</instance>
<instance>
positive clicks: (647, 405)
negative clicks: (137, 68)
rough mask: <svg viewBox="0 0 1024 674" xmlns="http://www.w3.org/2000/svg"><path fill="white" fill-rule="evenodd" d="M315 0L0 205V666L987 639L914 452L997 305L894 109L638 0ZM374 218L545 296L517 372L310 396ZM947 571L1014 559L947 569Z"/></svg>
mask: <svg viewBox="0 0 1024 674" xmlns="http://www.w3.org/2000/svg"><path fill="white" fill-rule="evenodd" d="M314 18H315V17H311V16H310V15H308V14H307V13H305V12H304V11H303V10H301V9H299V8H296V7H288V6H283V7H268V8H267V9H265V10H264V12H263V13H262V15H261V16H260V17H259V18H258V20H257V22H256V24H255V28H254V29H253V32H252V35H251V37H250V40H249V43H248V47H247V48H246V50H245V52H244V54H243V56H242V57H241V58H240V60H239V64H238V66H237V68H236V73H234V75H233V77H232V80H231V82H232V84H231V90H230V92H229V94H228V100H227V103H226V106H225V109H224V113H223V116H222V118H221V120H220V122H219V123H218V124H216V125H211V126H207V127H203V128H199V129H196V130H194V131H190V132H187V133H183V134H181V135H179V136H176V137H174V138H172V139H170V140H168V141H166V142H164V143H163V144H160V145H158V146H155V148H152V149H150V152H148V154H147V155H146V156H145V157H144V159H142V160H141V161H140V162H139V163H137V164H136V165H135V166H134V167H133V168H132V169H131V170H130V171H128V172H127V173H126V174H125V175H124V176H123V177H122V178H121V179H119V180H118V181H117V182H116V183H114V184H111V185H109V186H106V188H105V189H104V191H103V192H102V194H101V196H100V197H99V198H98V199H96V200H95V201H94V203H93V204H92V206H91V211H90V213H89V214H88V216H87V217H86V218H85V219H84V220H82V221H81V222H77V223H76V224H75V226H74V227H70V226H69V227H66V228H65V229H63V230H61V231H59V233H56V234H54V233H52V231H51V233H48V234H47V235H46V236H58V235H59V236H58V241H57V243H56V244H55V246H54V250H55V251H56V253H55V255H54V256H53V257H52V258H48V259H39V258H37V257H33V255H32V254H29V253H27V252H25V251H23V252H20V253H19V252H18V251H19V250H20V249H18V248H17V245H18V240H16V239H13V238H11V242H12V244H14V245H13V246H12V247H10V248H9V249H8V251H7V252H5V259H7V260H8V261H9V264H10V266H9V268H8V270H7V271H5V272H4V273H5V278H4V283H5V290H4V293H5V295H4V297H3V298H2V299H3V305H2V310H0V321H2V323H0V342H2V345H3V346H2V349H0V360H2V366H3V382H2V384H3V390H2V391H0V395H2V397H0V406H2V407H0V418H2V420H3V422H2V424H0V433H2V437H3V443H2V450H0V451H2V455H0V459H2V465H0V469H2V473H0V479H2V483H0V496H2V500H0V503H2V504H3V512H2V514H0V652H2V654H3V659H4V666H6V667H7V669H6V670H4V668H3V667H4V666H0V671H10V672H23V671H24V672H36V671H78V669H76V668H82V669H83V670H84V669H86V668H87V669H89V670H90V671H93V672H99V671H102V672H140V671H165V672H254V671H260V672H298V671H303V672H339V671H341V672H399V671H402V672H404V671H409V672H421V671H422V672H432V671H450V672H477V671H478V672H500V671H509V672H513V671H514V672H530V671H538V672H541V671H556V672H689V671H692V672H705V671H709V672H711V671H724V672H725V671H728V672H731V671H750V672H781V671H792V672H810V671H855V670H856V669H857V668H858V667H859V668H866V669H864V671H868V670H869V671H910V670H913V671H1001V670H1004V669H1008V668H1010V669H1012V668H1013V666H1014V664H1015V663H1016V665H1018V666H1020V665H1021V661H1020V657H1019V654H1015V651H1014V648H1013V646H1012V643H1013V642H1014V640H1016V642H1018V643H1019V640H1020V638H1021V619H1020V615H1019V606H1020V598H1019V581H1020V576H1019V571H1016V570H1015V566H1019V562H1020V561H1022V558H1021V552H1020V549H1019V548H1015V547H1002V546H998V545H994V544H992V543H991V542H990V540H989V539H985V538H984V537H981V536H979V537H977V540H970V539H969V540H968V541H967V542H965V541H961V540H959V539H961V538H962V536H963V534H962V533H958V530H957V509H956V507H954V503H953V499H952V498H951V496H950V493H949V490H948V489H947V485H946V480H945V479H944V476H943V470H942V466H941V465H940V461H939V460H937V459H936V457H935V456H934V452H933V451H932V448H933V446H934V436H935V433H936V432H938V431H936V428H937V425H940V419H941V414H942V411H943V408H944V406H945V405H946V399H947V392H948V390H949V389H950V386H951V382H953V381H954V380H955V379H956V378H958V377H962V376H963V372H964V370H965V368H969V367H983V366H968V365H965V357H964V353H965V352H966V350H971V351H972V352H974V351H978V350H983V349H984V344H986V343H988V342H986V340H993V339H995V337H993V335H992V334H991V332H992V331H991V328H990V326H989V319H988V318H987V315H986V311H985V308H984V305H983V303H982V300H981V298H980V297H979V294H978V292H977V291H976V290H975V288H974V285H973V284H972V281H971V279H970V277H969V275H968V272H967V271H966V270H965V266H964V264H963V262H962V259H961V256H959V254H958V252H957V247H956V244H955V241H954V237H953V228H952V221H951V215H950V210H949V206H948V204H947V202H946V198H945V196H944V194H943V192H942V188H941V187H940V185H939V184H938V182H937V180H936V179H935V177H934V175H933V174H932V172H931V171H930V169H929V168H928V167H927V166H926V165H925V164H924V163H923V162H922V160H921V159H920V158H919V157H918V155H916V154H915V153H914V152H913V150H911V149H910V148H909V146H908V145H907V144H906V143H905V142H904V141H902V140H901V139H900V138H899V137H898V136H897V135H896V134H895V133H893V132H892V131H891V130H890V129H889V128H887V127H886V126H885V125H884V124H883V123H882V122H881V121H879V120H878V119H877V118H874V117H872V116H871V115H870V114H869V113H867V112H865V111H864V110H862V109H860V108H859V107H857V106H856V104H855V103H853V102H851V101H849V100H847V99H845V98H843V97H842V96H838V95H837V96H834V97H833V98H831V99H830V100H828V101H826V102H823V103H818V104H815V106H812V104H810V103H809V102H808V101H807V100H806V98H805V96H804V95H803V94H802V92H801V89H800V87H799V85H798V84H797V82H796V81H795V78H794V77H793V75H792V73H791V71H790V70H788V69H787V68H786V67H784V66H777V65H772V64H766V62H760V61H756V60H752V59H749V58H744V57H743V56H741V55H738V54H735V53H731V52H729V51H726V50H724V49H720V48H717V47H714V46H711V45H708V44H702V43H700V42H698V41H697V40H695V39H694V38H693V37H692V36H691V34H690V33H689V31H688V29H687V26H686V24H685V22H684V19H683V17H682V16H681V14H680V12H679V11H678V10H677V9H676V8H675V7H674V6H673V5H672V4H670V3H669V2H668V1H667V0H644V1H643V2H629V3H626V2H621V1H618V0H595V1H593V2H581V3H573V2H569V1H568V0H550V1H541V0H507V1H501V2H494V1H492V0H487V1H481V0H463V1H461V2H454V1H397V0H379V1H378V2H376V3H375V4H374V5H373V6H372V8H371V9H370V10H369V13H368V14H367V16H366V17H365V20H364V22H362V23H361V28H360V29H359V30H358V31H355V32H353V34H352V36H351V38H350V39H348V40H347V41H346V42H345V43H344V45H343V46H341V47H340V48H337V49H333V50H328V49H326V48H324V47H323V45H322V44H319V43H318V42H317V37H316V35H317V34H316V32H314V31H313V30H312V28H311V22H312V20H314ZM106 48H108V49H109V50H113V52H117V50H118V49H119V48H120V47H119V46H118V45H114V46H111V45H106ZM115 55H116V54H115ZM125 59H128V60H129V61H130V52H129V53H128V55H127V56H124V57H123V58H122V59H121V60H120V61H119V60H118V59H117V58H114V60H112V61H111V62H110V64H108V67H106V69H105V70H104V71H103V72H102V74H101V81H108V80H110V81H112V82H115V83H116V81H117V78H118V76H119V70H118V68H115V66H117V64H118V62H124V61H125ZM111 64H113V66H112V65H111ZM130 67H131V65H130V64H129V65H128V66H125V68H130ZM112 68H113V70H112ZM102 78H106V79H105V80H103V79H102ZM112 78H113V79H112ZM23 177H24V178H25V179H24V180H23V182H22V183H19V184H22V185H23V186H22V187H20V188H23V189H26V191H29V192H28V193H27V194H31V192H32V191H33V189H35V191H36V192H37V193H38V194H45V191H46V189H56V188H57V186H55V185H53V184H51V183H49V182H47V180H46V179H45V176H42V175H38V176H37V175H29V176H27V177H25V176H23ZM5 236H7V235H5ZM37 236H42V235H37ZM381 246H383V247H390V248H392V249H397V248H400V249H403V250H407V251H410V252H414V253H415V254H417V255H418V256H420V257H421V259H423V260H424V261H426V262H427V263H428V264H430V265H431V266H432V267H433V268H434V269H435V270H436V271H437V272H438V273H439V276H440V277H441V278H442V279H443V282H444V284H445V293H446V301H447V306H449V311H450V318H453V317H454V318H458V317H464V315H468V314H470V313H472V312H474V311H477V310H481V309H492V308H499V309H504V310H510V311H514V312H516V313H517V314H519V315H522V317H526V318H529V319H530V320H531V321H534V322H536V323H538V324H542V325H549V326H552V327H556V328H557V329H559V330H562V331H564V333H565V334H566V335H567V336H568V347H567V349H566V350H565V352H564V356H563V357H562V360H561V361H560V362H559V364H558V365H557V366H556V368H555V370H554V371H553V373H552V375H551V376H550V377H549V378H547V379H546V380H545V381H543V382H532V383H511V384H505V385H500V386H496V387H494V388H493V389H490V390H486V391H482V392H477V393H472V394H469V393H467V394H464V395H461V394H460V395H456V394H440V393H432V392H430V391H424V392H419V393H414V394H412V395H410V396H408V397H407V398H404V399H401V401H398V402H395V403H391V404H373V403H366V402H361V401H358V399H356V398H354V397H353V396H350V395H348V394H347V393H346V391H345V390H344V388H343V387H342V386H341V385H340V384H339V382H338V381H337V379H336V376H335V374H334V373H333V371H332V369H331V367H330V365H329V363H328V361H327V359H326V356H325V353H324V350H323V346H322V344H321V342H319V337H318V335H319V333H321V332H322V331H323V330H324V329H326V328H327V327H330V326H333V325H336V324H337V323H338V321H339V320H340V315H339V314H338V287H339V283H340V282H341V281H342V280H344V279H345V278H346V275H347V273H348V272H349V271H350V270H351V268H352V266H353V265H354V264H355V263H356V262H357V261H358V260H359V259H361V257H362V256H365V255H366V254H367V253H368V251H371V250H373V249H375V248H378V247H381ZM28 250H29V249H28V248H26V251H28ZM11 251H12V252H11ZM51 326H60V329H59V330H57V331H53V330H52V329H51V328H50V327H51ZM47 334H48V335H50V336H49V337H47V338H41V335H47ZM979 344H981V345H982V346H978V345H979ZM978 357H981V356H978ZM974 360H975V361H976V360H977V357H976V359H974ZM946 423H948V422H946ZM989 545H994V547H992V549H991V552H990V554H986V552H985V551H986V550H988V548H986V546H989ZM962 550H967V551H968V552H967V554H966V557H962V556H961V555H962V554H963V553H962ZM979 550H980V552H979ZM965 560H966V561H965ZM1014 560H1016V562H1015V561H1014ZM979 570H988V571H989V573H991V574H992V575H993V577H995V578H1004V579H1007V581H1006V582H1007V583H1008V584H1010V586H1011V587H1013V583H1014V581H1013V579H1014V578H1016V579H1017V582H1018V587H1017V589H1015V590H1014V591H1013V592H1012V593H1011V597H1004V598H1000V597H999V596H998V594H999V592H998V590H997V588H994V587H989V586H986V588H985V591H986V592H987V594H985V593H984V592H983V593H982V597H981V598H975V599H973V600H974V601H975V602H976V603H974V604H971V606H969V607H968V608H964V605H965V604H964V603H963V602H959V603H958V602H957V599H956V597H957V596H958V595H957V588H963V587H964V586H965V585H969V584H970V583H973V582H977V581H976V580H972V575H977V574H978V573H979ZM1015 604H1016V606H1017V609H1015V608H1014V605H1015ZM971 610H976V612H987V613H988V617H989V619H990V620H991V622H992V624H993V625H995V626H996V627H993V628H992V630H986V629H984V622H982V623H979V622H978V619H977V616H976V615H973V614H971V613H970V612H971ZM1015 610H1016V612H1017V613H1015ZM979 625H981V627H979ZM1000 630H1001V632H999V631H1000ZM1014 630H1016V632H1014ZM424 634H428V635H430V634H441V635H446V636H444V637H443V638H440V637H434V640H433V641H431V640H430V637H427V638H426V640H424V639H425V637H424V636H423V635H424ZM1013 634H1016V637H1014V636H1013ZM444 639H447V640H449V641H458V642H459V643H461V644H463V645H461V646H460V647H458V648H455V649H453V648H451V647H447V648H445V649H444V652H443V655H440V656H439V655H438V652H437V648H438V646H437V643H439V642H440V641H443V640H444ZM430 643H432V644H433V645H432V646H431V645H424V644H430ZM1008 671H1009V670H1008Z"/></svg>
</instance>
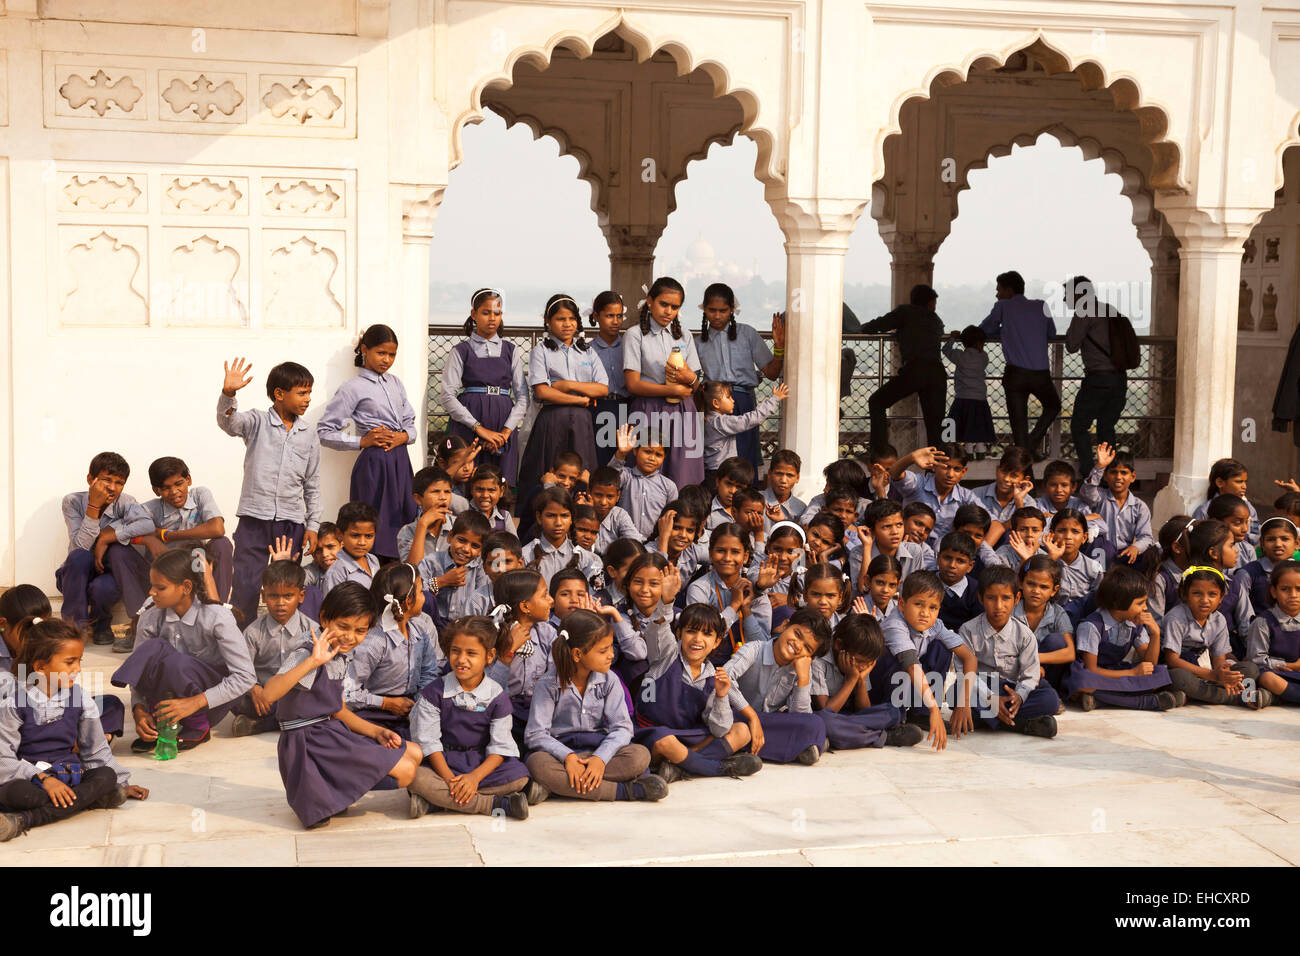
● ● ● ● ●
(REQUIREMENT):
What lines of the data include the word "clicks"? Copy each of them.

(ANSWER BOX):
positive clicks: (647, 405)
negative clicks: (137, 68)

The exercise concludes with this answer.